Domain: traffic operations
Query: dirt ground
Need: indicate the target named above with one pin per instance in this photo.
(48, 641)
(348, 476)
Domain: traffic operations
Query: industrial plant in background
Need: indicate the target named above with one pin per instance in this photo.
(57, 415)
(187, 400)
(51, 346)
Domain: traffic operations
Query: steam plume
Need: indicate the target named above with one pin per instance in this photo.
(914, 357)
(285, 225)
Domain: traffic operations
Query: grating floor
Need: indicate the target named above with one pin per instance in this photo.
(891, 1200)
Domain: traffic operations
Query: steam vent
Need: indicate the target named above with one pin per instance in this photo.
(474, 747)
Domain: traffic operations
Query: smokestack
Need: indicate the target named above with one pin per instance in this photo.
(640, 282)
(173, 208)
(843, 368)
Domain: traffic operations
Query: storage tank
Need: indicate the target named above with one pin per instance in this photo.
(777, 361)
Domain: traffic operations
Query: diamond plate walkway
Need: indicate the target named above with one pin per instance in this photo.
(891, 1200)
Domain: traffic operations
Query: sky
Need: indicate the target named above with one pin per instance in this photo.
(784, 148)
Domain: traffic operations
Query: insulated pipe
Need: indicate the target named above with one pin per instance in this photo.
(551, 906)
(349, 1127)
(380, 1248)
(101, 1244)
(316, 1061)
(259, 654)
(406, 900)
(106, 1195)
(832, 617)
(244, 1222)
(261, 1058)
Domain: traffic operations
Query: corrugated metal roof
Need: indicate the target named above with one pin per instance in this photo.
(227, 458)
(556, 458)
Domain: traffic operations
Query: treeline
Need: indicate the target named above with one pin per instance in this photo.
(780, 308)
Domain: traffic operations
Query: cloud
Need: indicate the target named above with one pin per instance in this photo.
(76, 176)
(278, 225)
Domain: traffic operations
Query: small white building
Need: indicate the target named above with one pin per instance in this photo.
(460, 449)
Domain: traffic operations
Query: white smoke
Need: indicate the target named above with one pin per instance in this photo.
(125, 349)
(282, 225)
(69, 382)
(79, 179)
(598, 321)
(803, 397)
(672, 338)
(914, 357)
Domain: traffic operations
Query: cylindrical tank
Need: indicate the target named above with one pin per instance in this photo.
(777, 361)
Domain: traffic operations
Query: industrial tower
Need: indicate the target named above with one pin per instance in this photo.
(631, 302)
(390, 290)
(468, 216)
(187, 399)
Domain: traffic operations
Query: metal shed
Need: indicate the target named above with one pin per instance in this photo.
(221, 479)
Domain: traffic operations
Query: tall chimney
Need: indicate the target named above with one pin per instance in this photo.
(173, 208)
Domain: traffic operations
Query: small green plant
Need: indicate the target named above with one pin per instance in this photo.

• • • • • • •

**Task requirements**
From top to bottom, return the material above unchanged.

**Solution**
Domain: traffic operations
Query: dirt ground
Need: indicate the target named above with one pin per instance in this photo.
(48, 641)
(348, 476)
Domain: traffic operations
Query: industrial plant in background
Need: indicate the target named above with one pin per instance in this photo.
(57, 415)
(187, 400)
(51, 346)
Domain: traffic operations
Query: steam plume
Need: indicate the target named above with one pin per instance in this photo.
(914, 357)
(285, 225)
Domain: traffic operations
Query: grating floor
Need: indicate the target named above with one pin per instance in this photo.
(891, 1200)
Domain: traffic operations
Query: steam vent
Need: indicate the target named above with one pin per instance in this photo.
(474, 747)
Domain: traffic operations
Query: smokestack
Need: indicate the target named above with one pin per instance in this photo.
(640, 282)
(173, 208)
(843, 368)
Domain: traffic operations
Query: storage tank
Need: indicate the target named above with one pin per instance in this photo.
(777, 361)
Domain: traffic operations
Query: diamond plate walkway
Need: indicate the target named above with one pin per instance in this photo.
(891, 1200)
Domain: traffic operations
Query: sky
Need: indicate the target named above with one pin per instance in this photo.
(784, 148)
Domain: traffic operations
Query: insulated pipe
Need: indicate the target named above with one pin per instance in this photo.
(551, 906)
(349, 1127)
(380, 1248)
(101, 1244)
(316, 1061)
(259, 654)
(406, 900)
(106, 1195)
(832, 617)
(244, 1222)
(261, 1058)
Domain: traffic operations
Query: corrugated metal roof
Need: indicate the target named above with one pin per instance in this photo.
(227, 458)
(556, 458)
Domain: traffic operations
Query: treeline
Need: indicate the target named above with one pin per instance in this photo.
(780, 308)
Domain: traffic operations
Query: cloud
Need: indicate the target named above with one pin per instance in this photo.
(76, 176)
(278, 225)
Domain: traffic operations
Query: small white building
Need: indicate the target named above with one pin per instance in this photo.
(460, 449)
Domain: traffic operations
Query: white smoke
Need: indicate the target named above with one pin per instance in this photo.
(125, 349)
(282, 225)
(69, 382)
(79, 179)
(598, 321)
(803, 397)
(672, 338)
(914, 357)
Domain: traffic operations
Query: cylindrical tank
Need: indicate the target named above with one pin per instance in this photo.
(777, 361)
Domain: traffic operations
Query: industrial tower
Need: indicate the target named above with one pin per instance in this photo.
(631, 302)
(390, 290)
(468, 216)
(187, 399)
Domain: traffic operations
Query: metal shed
Need: indicate the target named above with one pin per instance in this photo.
(221, 479)
Domain: traffic operations
Query: tall chimney
Need: indicate the target named above with one pin per instance in this photo.
(173, 208)
Domain: traffic operations
Query: small green plant
Need: indicate the target named above with one pin per instance in this photo.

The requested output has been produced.